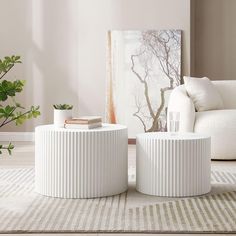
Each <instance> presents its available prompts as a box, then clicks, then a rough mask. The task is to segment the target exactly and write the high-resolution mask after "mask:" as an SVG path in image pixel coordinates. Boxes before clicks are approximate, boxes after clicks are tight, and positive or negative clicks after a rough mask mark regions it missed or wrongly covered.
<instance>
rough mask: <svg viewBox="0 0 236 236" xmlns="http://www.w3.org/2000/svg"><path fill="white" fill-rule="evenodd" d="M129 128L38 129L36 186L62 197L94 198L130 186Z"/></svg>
mask: <svg viewBox="0 0 236 236" xmlns="http://www.w3.org/2000/svg"><path fill="white" fill-rule="evenodd" d="M127 143H128V139H127V128H126V127H125V126H122V125H112V124H103V127H101V128H97V129H91V130H79V129H65V128H56V127H54V125H43V126H38V127H36V129H35V190H36V192H38V193H40V194H43V195H46V196H51V197H61V198H94V197H102V196H110V195H115V194H119V193H121V192H124V191H126V190H127V187H128V169H127Z"/></svg>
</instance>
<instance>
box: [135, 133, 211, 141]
mask: <svg viewBox="0 0 236 236" xmlns="http://www.w3.org/2000/svg"><path fill="white" fill-rule="evenodd" d="M137 138H145V139H149V138H150V139H161V140H196V139H208V138H210V136H209V135H204V134H197V133H191V132H189V133H181V132H180V133H177V132H176V133H174V132H149V133H142V134H138V135H137Z"/></svg>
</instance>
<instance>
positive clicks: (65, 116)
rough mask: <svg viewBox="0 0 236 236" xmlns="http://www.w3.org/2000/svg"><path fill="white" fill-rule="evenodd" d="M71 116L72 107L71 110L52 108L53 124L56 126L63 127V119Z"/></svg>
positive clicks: (70, 118) (63, 125)
mask: <svg viewBox="0 0 236 236" xmlns="http://www.w3.org/2000/svg"><path fill="white" fill-rule="evenodd" d="M71 118H72V109H71V110H59V109H54V125H55V126H56V127H59V128H61V127H64V123H65V120H67V119H71Z"/></svg>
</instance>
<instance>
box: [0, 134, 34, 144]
mask: <svg viewBox="0 0 236 236" xmlns="http://www.w3.org/2000/svg"><path fill="white" fill-rule="evenodd" d="M0 141H1V142H4V141H7V142H11V141H12V142H14V141H15V142H17V141H22V142H34V132H0Z"/></svg>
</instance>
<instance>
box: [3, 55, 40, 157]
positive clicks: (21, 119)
mask: <svg viewBox="0 0 236 236" xmlns="http://www.w3.org/2000/svg"><path fill="white" fill-rule="evenodd" d="M16 63H21V61H20V56H15V55H13V56H10V57H9V56H7V57H4V59H0V80H1V79H2V78H3V77H4V76H5V75H6V74H7V72H9V71H10V70H11V69H12V68H13V67H14V65H15V64H16ZM24 85H25V81H24V80H15V81H13V82H12V81H9V80H1V81H0V102H4V101H6V102H7V104H8V105H6V106H4V105H3V104H0V128H1V127H3V126H5V125H7V124H8V123H11V122H15V124H16V125H21V124H23V123H24V122H25V121H26V120H28V119H31V118H36V117H38V116H39V115H40V111H39V106H36V107H35V106H31V107H30V109H25V108H24V107H23V106H22V105H21V104H20V103H19V102H17V101H16V100H15V96H16V93H20V92H22V90H23V87H24ZM8 98H11V101H12V105H10V103H9V101H8ZM13 148H14V145H13V144H12V143H9V144H8V146H3V145H1V144H0V154H2V150H3V149H6V150H7V151H8V153H9V155H11V151H12V149H13Z"/></svg>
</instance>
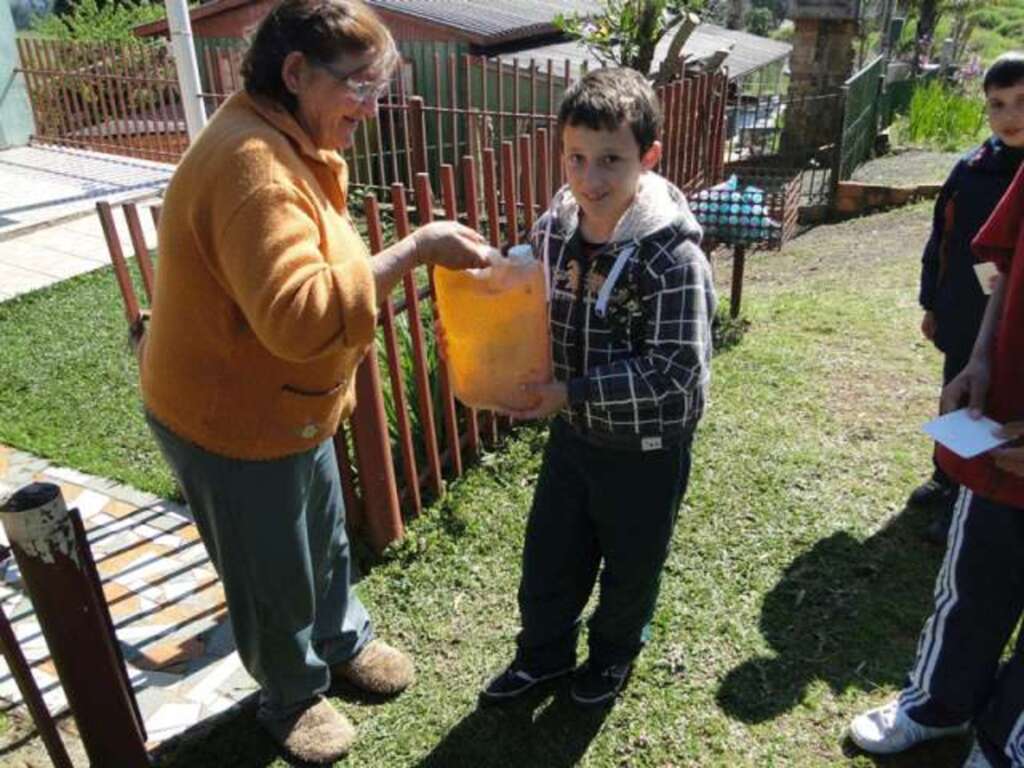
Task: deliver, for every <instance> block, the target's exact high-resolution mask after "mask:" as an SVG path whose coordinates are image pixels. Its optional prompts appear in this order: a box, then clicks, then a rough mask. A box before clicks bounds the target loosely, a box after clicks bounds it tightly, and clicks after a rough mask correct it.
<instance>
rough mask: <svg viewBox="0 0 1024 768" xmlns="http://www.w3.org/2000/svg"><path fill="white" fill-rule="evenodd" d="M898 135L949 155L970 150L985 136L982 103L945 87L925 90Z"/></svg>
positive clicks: (963, 92) (902, 119) (913, 94)
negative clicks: (970, 147)
mask: <svg viewBox="0 0 1024 768" xmlns="http://www.w3.org/2000/svg"><path fill="white" fill-rule="evenodd" d="M897 133H898V134H899V140H900V141H901V142H907V143H912V144H925V145H929V146H934V147H936V148H939V150H944V151H947V152H954V151H957V150H963V148H966V147H967V146H969V145H971V144H973V143H975V142H977V141H980V140H981V139H982V138H983V137H984V135H985V113H984V110H983V105H982V100H981V98H980V96H971V95H970V94H965V93H964V92H963V91H959V90H957V89H954V88H951V87H949V86H946V85H943V84H942V83H929V84H928V85H924V86H921V87H919V88H918V89H916V90H915V91H914V93H913V97H912V98H911V99H910V110H909V112H908V113H907V115H906V117H905V118H902V119H901V120H900V121H899V122H898V124H897Z"/></svg>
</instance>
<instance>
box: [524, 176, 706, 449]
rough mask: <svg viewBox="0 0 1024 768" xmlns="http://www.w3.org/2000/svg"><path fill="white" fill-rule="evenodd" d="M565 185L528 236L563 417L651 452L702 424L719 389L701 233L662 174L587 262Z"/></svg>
mask: <svg viewBox="0 0 1024 768" xmlns="http://www.w3.org/2000/svg"><path fill="white" fill-rule="evenodd" d="M579 222H580V207H579V204H578V203H577V201H575V199H574V198H573V196H572V193H571V191H570V190H569V188H568V187H567V186H565V187H562V189H560V190H559V191H558V193H557V194H556V195H555V197H554V199H553V200H552V203H551V206H550V208H549V210H548V211H547V213H545V214H544V216H542V217H541V219H540V220H539V221H538V222H537V225H536V226H535V227H534V231H532V232H531V234H530V241H531V245H532V246H534V252H535V253H536V254H539V255H540V257H541V258H542V259H544V261H545V268H546V273H547V275H548V289H549V295H550V312H551V318H550V323H551V332H552V356H553V361H554V371H555V377H556V378H557V379H558V380H559V381H564V382H566V383H567V385H568V392H569V402H568V406H567V408H566V409H565V410H564V412H563V413H562V416H563V417H564V418H565V419H566V420H567V421H568V422H569V423H570V424H571V425H572V426H573V427H574V428H575V429H577V430H578V431H579V432H581V433H582V434H584V435H585V436H587V437H588V438H590V439H591V440H593V441H596V442H600V443H607V444H614V445H621V446H624V447H634V449H640V450H653V449H658V447H662V446H663V444H672V443H673V442H676V441H678V440H680V439H682V437H683V436H684V435H685V434H687V433H688V432H689V431H690V430H692V429H693V427H694V426H695V425H696V422H697V421H698V420H699V418H700V416H701V415H702V413H703V410H705V406H706V403H707V401H708V387H709V384H710V381H711V353H712V339H711V323H712V317H713V316H714V314H715V305H716V298H715V290H714V286H713V284H712V276H711V266H710V264H709V262H708V259H707V257H706V256H705V254H703V252H702V251H701V250H700V247H699V245H698V244H699V242H700V237H701V231H700V226H699V225H698V224H697V222H696V219H694V217H693V214H691V213H690V210H689V207H688V206H687V204H686V199H685V198H684V196H683V194H682V193H681V191H680V190H679V189H678V188H677V187H676V186H674V185H673V184H671V183H670V182H669V181H667V180H666V179H664V178H663V177H662V176H658V175H657V174H655V173H645V174H644V175H643V176H641V179H640V184H639V188H638V191H637V197H636V199H635V200H634V203H633V205H632V206H631V207H630V208H629V209H628V210H627V211H626V213H625V214H624V215H623V217H622V219H621V220H620V222H618V224H617V225H616V227H615V229H614V231H613V232H612V236H611V238H610V239H609V241H608V242H607V243H606V244H605V245H604V246H603V247H601V248H600V249H599V250H598V251H597V252H595V253H593V254H592V255H591V257H590V258H588V257H587V256H586V255H585V253H584V249H583V247H582V241H581V236H580V228H579Z"/></svg>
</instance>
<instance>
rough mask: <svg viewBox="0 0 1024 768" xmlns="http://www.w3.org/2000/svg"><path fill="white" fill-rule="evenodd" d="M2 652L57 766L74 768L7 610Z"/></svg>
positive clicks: (29, 713) (8, 667)
mask: <svg viewBox="0 0 1024 768" xmlns="http://www.w3.org/2000/svg"><path fill="white" fill-rule="evenodd" d="M0 651H2V652H3V655H4V658H5V659H6V660H7V667H8V668H9V669H10V674H11V676H12V677H13V678H14V682H16V683H17V689H18V690H19V691H22V698H23V699H25V706H26V707H27V708H28V709H29V714H31V715H32V722H33V723H35V724H36V730H38V731H39V736H40V738H42V740H43V745H44V746H45V748H46V754H47V755H49V756H50V760H51V761H52V762H53V765H54V766H55V768H74V766H73V765H72V762H71V758H70V757H68V751H67V750H65V745H63V742H62V741H61V740H60V734H59V733H57V727H56V724H55V723H54V722H53V717H52V716H51V715H50V713H49V710H47V709H46V702H45V701H43V695H42V693H40V692H39V687H38V686H37V685H36V681H35V680H34V679H33V677H32V669H31V668H30V667H29V663H28V662H27V660H26V658H25V654H24V653H22V648H20V647H19V646H18V644H17V638H16V637H15V636H14V632H13V630H11V628H10V623H9V622H8V621H7V616H6V614H5V613H4V612H3V610H0Z"/></svg>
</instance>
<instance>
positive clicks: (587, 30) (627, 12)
mask: <svg viewBox="0 0 1024 768" xmlns="http://www.w3.org/2000/svg"><path fill="white" fill-rule="evenodd" d="M703 7H705V1H703V0H602V2H601V11H600V12H599V13H596V14H594V15H591V16H584V15H581V14H580V13H571V14H563V13H560V14H558V15H557V16H555V26H556V27H558V28H559V29H560V30H561V31H562V32H564V33H566V34H568V35H572V36H573V37H578V38H580V40H582V41H583V43H584V45H585V46H586V47H587V50H589V51H590V52H591V53H592V54H593V55H594V56H595V57H596V58H597V60H598V61H600V62H602V63H605V65H609V66H618V67H630V68H632V69H634V70H637V71H638V72H640V73H642V74H644V75H647V74H649V73H650V67H651V63H652V62H653V60H654V49H655V48H656V47H657V44H658V42H659V41H660V40H662V38H664V37H665V36H666V35H668V34H669V33H670V32H672V31H673V30H675V29H676V28H677V27H679V26H680V24H682V22H684V20H685V19H687V17H688V16H689V14H690V13H692V12H694V11H697V10H700V9H702V8H703Z"/></svg>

================

▸ **Exercise objective**
Please show every line of the material above that contains the word "then", and treat uppercase and lowercase letters as different.

▸ **Response**
Each <instance> presents its available prompts as a box, then clicks, then a rough mask. The task is to segment the target exactly and write the high-resolution mask after "mask:" as an SVG path in image pixel coordinates. Boxes before clicks are approximate, boxes after clicks are tight, and positive or negative clicks after a rough mask mark regions it missed or wrongly covered.
Task: deliver, for every <instance> block, the target's exact high-resolution mask after "mask:" as an SVG path whose coordinates are image pixels. Its optional prompts appear in this order: a box, then clicks, then a rough mask. A box before clicks bounds the target loosely, a box after clicks bounds it tightly, and clicks after a rough mask correct it.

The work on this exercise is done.